### [Directive]
Each line from the one that contains "white cloud, each" to the end of the material must be quoted exactly; include both end lines and nothing else.
[begin Records to use]
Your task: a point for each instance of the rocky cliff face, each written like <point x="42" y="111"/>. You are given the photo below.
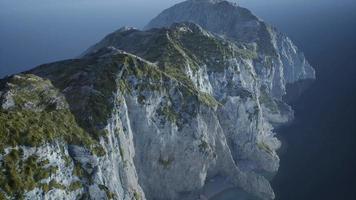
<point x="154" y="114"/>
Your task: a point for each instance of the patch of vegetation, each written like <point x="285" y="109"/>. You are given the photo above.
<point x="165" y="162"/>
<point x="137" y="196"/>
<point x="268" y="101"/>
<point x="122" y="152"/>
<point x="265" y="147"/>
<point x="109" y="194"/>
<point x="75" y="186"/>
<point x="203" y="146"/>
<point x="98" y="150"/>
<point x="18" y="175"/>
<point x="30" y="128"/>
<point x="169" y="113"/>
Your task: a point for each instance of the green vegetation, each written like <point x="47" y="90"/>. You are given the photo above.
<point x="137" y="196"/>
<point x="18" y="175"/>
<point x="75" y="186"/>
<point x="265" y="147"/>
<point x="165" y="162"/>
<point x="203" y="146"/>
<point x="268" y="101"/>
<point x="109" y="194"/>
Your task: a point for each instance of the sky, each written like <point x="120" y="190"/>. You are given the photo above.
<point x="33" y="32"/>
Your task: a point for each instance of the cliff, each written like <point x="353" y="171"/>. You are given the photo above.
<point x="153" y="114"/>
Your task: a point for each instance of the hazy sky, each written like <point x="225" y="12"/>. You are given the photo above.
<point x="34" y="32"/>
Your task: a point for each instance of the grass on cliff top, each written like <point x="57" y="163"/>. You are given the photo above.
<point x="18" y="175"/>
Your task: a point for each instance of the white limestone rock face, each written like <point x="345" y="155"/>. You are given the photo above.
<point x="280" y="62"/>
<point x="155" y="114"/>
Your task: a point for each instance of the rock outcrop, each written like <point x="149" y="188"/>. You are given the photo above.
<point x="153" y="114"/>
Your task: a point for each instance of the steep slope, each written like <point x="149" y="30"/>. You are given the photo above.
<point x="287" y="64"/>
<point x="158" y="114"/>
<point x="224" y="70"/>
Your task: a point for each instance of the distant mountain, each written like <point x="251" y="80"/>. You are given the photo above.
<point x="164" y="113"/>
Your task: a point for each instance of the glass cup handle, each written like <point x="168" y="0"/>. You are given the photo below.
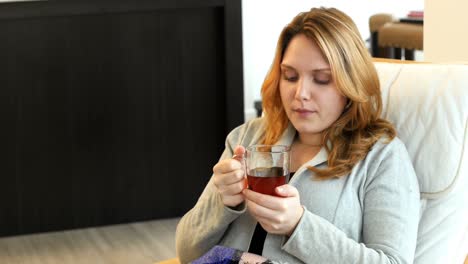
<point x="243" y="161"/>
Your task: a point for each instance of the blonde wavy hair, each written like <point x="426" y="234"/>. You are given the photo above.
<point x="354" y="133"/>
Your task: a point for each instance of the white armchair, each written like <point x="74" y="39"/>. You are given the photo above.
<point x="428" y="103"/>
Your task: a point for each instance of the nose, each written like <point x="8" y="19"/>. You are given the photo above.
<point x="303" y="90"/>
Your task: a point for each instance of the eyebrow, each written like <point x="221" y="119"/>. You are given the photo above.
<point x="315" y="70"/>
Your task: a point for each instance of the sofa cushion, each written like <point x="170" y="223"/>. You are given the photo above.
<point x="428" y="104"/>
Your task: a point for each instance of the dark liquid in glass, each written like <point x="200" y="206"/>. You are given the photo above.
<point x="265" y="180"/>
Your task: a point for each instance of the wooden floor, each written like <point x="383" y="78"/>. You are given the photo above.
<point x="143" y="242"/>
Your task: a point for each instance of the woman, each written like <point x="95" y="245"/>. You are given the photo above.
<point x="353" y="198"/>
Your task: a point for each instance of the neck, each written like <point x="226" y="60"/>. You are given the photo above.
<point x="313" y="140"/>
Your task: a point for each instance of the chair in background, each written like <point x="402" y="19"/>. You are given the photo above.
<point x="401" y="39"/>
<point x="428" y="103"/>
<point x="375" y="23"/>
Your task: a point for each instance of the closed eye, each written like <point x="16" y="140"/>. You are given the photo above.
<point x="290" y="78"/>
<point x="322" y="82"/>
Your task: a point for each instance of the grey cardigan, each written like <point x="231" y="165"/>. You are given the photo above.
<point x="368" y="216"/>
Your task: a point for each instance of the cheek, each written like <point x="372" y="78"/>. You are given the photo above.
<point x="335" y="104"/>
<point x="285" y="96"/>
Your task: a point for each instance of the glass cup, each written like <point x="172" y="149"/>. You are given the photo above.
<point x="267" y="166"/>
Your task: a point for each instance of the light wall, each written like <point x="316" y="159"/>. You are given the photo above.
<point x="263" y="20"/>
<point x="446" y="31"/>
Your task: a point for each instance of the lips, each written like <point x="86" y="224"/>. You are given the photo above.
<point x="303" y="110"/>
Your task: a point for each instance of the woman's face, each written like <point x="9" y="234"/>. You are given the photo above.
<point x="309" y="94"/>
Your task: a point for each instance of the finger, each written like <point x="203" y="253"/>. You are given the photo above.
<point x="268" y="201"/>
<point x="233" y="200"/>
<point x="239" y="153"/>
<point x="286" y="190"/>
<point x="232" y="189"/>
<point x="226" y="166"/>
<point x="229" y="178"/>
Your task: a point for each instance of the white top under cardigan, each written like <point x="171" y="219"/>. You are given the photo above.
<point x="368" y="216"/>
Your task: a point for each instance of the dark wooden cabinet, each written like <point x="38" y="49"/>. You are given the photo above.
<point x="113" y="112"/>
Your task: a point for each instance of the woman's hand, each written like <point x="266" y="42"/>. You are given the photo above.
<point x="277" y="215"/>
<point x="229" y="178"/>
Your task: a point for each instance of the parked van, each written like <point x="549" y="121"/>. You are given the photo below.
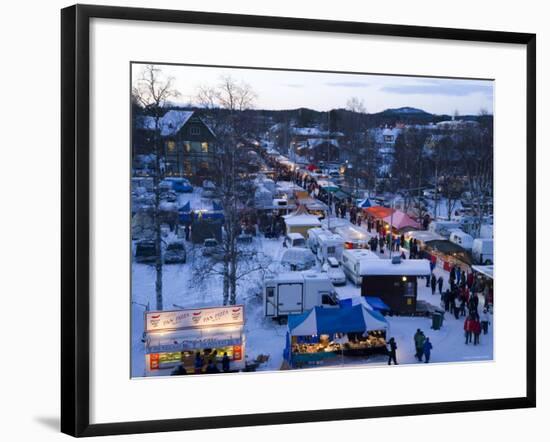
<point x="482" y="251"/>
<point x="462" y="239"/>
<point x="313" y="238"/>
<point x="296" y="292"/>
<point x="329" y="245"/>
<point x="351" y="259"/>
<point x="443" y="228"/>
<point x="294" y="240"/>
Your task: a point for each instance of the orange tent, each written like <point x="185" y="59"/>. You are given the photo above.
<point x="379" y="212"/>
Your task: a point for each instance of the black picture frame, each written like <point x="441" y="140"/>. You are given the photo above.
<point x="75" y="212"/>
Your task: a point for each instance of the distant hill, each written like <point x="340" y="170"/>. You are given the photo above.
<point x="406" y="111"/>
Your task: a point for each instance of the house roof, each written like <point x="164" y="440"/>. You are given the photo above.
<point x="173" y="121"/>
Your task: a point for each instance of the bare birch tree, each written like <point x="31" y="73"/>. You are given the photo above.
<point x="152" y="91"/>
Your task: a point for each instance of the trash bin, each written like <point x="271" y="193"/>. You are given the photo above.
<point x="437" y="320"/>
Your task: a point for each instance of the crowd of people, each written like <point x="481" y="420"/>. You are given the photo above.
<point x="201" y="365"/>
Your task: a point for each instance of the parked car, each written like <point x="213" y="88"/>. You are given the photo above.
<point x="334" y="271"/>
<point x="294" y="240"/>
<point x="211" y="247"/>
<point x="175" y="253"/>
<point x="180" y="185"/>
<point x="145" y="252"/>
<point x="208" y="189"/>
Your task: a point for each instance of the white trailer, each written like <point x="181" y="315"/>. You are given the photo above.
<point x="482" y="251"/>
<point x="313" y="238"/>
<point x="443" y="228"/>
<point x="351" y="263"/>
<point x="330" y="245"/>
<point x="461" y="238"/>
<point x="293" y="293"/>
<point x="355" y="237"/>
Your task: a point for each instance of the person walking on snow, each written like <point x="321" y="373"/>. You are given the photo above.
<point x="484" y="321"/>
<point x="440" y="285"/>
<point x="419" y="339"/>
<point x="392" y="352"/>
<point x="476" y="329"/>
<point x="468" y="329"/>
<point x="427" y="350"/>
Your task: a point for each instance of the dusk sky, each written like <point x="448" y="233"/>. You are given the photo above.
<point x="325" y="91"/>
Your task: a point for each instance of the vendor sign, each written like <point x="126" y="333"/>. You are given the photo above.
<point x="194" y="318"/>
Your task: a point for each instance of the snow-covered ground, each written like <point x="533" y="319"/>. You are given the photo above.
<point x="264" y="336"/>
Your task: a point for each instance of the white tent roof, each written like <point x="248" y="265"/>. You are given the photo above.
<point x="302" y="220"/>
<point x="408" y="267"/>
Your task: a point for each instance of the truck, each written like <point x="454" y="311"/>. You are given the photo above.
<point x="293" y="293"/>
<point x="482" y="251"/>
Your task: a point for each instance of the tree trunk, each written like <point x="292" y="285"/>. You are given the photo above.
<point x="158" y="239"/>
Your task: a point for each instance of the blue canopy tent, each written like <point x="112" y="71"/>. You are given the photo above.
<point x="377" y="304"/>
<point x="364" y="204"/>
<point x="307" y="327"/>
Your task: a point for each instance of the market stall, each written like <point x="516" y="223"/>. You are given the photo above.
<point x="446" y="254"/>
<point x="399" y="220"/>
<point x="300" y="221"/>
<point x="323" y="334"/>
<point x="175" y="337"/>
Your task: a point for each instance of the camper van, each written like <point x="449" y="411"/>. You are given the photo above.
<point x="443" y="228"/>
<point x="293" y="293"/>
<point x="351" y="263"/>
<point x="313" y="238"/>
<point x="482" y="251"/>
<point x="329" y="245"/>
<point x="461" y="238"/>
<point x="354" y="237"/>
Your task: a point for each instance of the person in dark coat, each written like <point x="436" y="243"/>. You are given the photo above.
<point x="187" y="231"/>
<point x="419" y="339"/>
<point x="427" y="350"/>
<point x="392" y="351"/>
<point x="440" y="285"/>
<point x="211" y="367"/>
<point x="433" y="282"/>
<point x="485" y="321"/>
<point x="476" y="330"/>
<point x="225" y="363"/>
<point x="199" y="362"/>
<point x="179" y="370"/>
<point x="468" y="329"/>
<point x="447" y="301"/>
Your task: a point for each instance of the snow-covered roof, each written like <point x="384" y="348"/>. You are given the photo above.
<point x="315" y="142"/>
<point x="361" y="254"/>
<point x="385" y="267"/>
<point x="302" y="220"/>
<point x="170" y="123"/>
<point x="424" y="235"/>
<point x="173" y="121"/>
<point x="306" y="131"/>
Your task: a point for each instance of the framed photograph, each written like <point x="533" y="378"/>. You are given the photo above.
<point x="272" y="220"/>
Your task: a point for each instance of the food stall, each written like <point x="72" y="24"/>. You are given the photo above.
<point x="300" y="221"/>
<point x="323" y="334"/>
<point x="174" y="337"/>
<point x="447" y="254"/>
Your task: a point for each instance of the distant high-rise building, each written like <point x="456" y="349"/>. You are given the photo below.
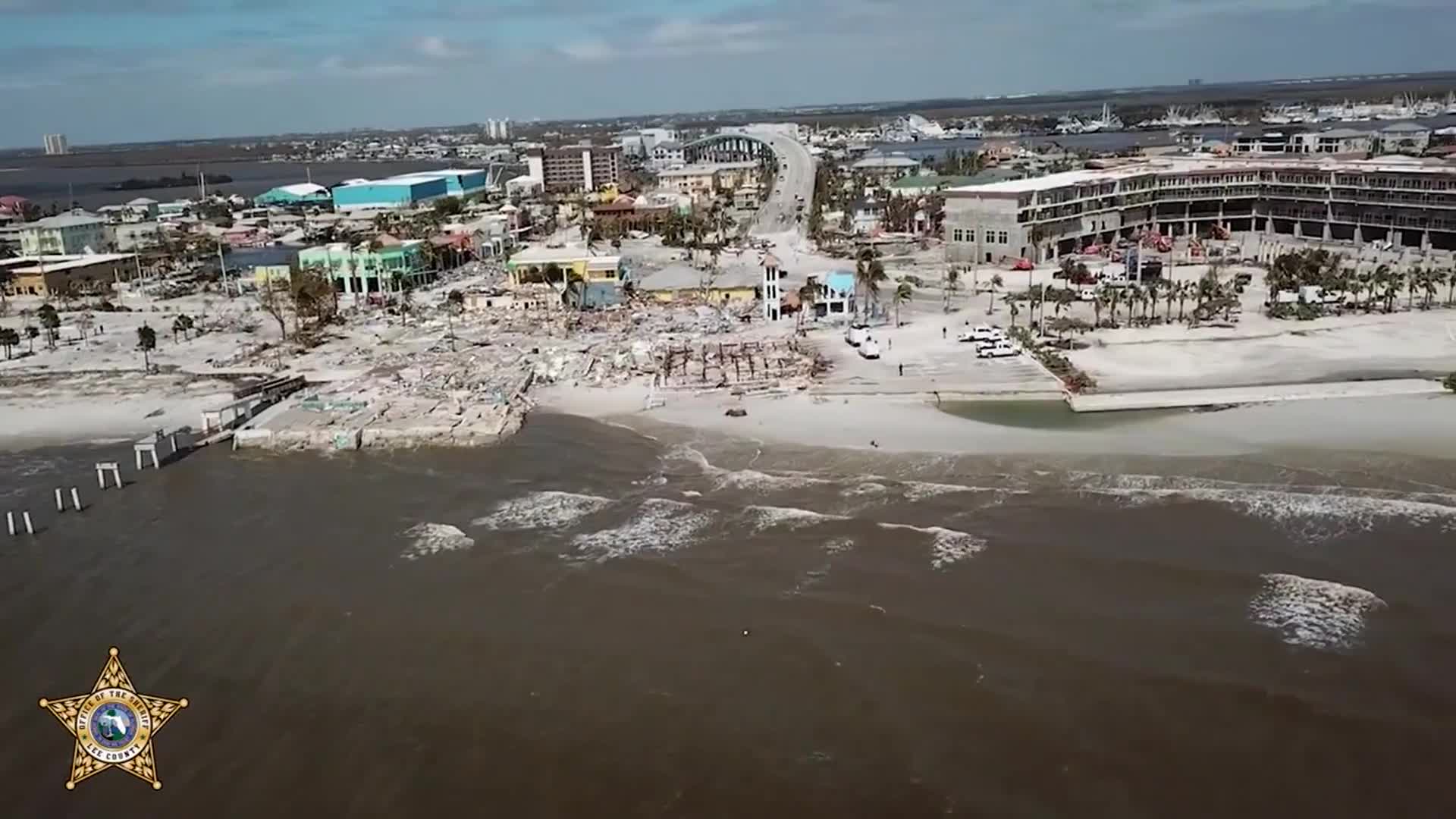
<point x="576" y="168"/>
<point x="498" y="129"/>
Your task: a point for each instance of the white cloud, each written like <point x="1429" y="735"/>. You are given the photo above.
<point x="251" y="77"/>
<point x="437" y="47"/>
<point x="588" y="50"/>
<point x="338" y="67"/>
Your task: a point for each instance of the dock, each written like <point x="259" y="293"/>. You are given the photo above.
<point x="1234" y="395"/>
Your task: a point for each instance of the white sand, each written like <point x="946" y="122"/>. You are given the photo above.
[end Records to use]
### [The result]
Your task: a point for each instance of the white cloud, each written like <point x="1429" y="735"/>. You are given the photo above.
<point x="251" y="77"/>
<point x="437" y="47"/>
<point x="588" y="50"/>
<point x="338" y="67"/>
Your task: a point for each instance of the dock, each written like <point x="259" y="293"/>. You are given the photo above.
<point x="1234" y="395"/>
Your task: a point for each instance of the white sand, each written like <point x="946" y="122"/>. You are given the photo above.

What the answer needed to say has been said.